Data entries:
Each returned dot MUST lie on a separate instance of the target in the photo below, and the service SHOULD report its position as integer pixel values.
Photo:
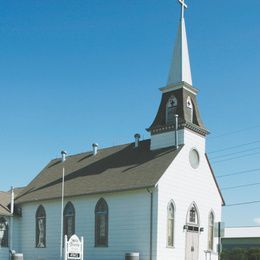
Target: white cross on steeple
(183, 5)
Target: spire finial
(180, 67)
(183, 6)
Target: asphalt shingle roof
(113, 169)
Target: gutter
(151, 223)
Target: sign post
(73, 248)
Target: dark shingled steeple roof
(118, 168)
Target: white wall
(129, 226)
(184, 185)
(166, 139)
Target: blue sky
(76, 72)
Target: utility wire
(242, 203)
(238, 173)
(237, 157)
(235, 132)
(241, 186)
(238, 152)
(233, 147)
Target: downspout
(11, 220)
(151, 223)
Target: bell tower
(178, 98)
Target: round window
(194, 158)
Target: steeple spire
(180, 67)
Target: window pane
(4, 232)
(40, 227)
(101, 217)
(69, 220)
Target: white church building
(158, 197)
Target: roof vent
(137, 139)
(63, 155)
(94, 146)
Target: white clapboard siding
(183, 185)
(129, 226)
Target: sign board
(73, 248)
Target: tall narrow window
(190, 109)
(3, 232)
(170, 225)
(171, 110)
(193, 215)
(101, 223)
(69, 220)
(40, 222)
(210, 231)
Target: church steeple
(180, 67)
(178, 97)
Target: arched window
(210, 231)
(40, 222)
(171, 110)
(3, 232)
(101, 223)
(193, 218)
(69, 220)
(170, 225)
(190, 108)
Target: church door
(192, 234)
(192, 244)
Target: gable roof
(117, 168)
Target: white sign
(73, 248)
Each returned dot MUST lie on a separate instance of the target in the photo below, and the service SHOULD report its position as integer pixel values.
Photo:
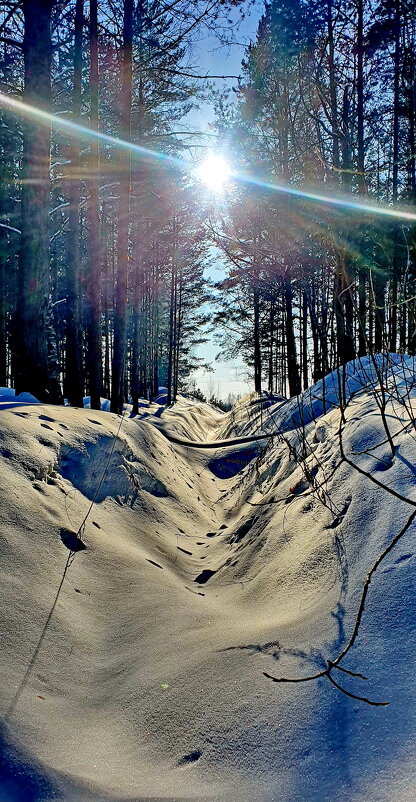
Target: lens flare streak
(81, 130)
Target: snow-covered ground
(144, 677)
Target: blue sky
(227, 377)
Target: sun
(214, 172)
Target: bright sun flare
(214, 172)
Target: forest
(105, 247)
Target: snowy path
(149, 681)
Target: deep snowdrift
(148, 681)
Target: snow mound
(134, 646)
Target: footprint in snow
(71, 540)
(191, 757)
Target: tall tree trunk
(3, 299)
(333, 92)
(292, 365)
(361, 318)
(73, 384)
(256, 331)
(93, 272)
(120, 318)
(31, 320)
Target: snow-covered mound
(134, 668)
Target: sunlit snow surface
(149, 684)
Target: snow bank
(148, 681)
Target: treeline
(102, 252)
(103, 247)
(327, 102)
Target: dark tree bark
(73, 384)
(292, 365)
(120, 317)
(256, 331)
(31, 321)
(93, 272)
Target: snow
(149, 684)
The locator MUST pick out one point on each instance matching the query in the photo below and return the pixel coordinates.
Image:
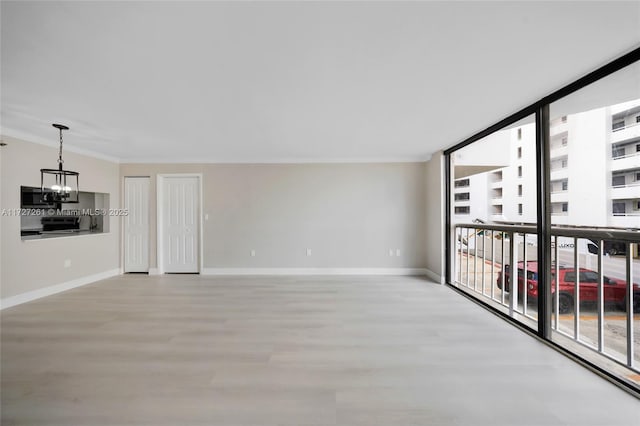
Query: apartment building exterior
(594, 172)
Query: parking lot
(480, 276)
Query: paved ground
(614, 327)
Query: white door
(136, 224)
(180, 224)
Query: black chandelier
(59, 185)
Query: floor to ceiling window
(544, 218)
(494, 215)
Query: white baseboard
(315, 271)
(57, 288)
(436, 277)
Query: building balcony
(629, 220)
(626, 192)
(560, 173)
(560, 197)
(558, 128)
(626, 133)
(627, 162)
(559, 151)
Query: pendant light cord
(60, 161)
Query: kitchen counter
(45, 235)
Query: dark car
(615, 290)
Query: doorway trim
(160, 180)
(123, 226)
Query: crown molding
(27, 137)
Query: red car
(615, 290)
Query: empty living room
(319, 213)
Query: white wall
(435, 217)
(29, 267)
(349, 215)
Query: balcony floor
(198, 350)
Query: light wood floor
(262, 351)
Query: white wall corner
(57, 288)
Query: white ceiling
(290, 81)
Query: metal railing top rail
(632, 236)
(523, 229)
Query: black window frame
(540, 109)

WHAT THIS TASK INVOLVES:
Find the line that contains "Query: building balcony". Copy it and every line after it to the end of the records, exactly, and nothing more.

FINISHED EXERCISE:
Query: building balcony
(629, 220)
(626, 192)
(560, 173)
(560, 197)
(558, 128)
(626, 133)
(627, 162)
(559, 151)
Query: pendant light cord
(60, 161)
Query: kitchen counter
(45, 235)
Query: dark car
(615, 290)
Query: doorway trim
(160, 180)
(123, 226)
Query: crown molding
(27, 137)
Query: red car
(615, 290)
Query: empty living room
(319, 213)
Query: white wall
(435, 217)
(29, 267)
(349, 215)
Query: balcony floor
(198, 350)
Query: light wood floor
(262, 351)
Query: white wall corner
(57, 288)
Query: white ceiling
(290, 81)
Query: metal railing top rail
(632, 236)
(523, 229)
Query: black window frame
(540, 109)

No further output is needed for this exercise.